Objective
Rewrite the lines as a numbered list, starting with the line that contains "Detect all instances of deep blue sea." and going up to and including the line that contains "[128,177,590,308]". Leave out any blank lines.
+++ Record extracts +++
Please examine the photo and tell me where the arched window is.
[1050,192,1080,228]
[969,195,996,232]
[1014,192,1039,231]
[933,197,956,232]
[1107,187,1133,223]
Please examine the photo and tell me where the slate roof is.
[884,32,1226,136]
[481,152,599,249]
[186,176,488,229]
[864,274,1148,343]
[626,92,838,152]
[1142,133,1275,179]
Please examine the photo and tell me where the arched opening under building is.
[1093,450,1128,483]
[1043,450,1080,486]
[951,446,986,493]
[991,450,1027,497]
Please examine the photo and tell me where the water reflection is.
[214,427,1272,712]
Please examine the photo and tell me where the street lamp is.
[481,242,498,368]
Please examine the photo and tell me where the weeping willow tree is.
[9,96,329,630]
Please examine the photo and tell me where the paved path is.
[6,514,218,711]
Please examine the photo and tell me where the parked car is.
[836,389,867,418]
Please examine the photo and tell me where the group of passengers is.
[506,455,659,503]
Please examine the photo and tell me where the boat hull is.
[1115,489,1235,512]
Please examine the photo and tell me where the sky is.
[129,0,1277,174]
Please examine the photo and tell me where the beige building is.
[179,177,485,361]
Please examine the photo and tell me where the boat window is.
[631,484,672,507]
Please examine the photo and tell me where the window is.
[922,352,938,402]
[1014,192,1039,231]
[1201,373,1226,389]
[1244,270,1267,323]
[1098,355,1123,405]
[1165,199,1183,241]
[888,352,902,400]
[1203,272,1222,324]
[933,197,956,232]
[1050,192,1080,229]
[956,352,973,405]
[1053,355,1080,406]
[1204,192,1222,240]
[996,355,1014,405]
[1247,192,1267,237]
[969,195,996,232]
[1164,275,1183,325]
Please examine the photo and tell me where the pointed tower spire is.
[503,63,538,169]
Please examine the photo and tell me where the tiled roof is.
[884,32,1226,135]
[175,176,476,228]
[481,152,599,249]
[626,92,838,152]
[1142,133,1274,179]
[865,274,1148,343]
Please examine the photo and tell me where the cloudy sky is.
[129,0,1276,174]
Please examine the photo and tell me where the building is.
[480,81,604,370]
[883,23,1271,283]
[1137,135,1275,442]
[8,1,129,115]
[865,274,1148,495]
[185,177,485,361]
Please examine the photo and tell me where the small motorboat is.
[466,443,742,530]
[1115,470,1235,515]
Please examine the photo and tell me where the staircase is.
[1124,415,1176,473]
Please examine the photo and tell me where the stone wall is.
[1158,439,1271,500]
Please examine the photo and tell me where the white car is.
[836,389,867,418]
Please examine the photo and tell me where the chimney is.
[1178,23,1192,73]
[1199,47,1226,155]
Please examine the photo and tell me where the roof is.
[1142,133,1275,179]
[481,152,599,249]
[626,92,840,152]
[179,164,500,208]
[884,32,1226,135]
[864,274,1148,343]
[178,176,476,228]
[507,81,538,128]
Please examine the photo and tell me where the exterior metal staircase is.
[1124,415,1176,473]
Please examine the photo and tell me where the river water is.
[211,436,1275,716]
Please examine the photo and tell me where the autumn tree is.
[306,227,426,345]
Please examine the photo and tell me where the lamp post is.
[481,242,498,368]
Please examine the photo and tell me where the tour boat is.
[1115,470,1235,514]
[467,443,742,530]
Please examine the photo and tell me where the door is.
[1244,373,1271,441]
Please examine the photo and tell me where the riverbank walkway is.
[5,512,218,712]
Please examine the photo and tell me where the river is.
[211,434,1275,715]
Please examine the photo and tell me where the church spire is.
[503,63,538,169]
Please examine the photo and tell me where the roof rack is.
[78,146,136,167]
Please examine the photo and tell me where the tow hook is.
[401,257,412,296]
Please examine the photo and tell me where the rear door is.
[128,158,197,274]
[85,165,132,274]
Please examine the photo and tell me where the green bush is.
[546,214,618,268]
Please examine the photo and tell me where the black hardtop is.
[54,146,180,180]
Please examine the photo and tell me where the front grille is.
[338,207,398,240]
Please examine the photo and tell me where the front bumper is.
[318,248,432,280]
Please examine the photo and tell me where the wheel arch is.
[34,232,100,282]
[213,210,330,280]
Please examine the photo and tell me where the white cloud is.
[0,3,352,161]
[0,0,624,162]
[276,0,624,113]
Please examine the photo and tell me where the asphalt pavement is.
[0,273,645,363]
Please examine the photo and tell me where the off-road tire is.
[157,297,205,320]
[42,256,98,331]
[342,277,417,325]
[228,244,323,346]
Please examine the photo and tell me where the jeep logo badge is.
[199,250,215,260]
+++
+++ Record extracts +++
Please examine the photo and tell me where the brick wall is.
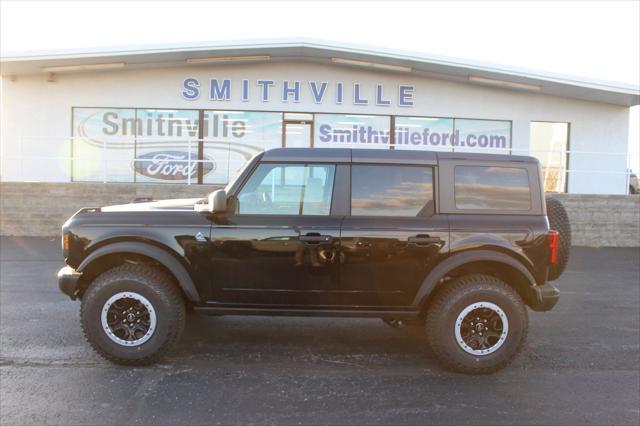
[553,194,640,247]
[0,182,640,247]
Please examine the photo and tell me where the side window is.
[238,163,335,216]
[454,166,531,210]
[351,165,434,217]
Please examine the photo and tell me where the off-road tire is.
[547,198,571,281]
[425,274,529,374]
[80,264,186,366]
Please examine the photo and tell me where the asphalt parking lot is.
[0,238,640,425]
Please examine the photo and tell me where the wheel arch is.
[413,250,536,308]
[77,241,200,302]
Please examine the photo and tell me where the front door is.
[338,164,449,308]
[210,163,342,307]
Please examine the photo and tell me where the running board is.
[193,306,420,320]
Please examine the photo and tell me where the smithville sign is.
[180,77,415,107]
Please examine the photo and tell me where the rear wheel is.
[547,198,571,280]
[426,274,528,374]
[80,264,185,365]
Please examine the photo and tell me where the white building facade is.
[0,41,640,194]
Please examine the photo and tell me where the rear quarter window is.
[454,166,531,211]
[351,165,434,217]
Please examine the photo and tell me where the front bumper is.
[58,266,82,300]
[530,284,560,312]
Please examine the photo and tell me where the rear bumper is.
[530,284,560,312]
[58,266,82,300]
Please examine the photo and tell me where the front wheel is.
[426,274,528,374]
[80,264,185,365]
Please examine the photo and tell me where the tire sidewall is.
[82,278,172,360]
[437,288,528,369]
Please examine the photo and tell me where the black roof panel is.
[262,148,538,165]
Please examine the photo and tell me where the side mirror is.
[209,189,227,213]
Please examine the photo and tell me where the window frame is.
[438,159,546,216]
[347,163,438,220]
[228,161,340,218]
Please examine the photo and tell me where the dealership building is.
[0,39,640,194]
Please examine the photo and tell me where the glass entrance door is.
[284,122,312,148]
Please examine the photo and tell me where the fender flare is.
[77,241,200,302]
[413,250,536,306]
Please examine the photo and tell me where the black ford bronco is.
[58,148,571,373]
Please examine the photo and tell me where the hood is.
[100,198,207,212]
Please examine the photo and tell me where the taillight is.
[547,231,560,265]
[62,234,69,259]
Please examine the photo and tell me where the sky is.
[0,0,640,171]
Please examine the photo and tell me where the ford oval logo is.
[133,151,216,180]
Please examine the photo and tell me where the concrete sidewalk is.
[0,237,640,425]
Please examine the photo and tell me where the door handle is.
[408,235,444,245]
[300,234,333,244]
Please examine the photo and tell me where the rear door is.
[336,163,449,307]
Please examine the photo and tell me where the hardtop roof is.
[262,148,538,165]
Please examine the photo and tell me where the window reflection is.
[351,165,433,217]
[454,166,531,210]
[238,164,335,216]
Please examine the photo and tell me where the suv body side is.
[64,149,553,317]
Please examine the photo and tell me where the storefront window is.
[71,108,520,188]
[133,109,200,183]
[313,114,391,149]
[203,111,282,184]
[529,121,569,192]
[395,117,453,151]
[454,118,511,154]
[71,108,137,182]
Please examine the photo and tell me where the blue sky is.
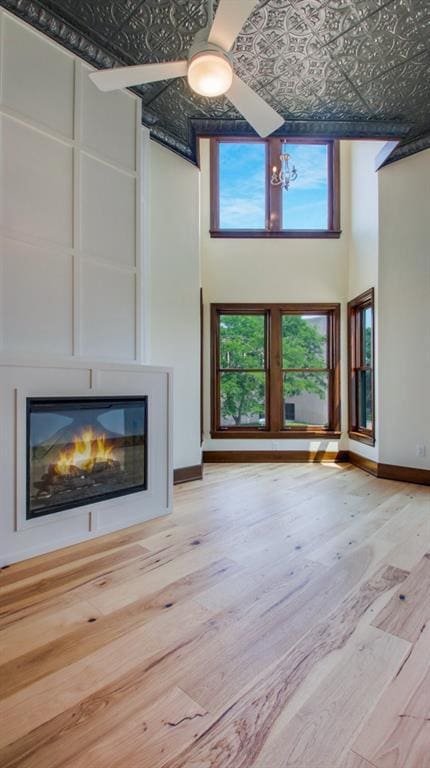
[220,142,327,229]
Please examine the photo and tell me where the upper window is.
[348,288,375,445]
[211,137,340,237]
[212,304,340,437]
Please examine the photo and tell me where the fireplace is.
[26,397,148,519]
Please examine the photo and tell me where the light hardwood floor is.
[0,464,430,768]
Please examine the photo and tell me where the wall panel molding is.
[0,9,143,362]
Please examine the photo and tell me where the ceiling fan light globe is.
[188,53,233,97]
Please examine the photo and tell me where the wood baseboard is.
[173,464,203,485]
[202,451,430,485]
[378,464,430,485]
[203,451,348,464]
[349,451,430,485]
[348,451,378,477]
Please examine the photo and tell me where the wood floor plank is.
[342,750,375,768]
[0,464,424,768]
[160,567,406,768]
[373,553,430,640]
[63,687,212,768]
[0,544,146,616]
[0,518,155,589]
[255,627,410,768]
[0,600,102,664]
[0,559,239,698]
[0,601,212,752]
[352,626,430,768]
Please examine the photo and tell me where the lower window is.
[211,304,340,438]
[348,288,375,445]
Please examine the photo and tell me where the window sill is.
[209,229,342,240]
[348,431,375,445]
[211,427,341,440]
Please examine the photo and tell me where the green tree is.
+++
+++ Record extracts +++
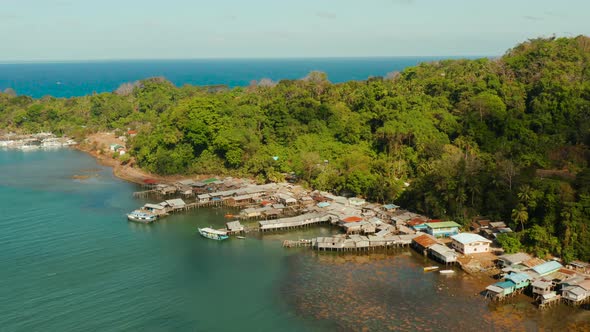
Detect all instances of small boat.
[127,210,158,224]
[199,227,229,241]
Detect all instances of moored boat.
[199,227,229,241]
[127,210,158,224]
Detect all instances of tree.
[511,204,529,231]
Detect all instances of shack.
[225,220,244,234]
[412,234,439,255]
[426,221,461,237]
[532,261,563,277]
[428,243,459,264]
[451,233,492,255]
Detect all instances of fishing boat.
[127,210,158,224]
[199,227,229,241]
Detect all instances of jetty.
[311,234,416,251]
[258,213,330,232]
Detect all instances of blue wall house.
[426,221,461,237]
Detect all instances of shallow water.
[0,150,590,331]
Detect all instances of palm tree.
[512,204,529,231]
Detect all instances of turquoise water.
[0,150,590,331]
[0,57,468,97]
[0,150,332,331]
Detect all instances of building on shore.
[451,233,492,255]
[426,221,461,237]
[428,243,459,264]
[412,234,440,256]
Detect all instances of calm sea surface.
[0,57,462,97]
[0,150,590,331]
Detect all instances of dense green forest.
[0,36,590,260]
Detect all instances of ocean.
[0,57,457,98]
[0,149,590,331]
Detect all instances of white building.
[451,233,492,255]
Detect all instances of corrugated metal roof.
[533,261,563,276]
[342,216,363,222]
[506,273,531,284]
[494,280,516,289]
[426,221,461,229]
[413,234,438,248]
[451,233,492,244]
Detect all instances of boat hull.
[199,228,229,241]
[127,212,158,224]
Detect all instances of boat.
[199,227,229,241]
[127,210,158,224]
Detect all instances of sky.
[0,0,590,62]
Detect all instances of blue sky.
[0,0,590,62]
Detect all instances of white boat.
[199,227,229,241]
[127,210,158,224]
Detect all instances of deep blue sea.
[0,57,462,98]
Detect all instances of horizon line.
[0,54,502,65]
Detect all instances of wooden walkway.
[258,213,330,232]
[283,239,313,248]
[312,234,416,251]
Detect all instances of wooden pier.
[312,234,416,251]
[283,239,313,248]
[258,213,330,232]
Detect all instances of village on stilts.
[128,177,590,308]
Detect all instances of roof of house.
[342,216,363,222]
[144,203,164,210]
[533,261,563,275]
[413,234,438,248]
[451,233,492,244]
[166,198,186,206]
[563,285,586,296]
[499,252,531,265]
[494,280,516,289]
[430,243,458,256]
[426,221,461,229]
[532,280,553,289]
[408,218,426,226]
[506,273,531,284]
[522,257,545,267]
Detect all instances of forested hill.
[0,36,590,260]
+++
Solution
1. Detect all instances of deep blue sea.
2. [0,57,462,98]
3. Detect all instances of horizon line.
4. [0,54,502,65]
5. Detect all instances of wooden walkway.
6. [258,213,330,232]
7. [283,239,313,248]
8. [312,234,416,251]
9. Detect all instances of wooden pier.
10. [312,234,416,251]
11. [283,239,313,248]
12. [258,213,330,232]
13. Detect all instances of village on stilts.
14. [128,177,590,308]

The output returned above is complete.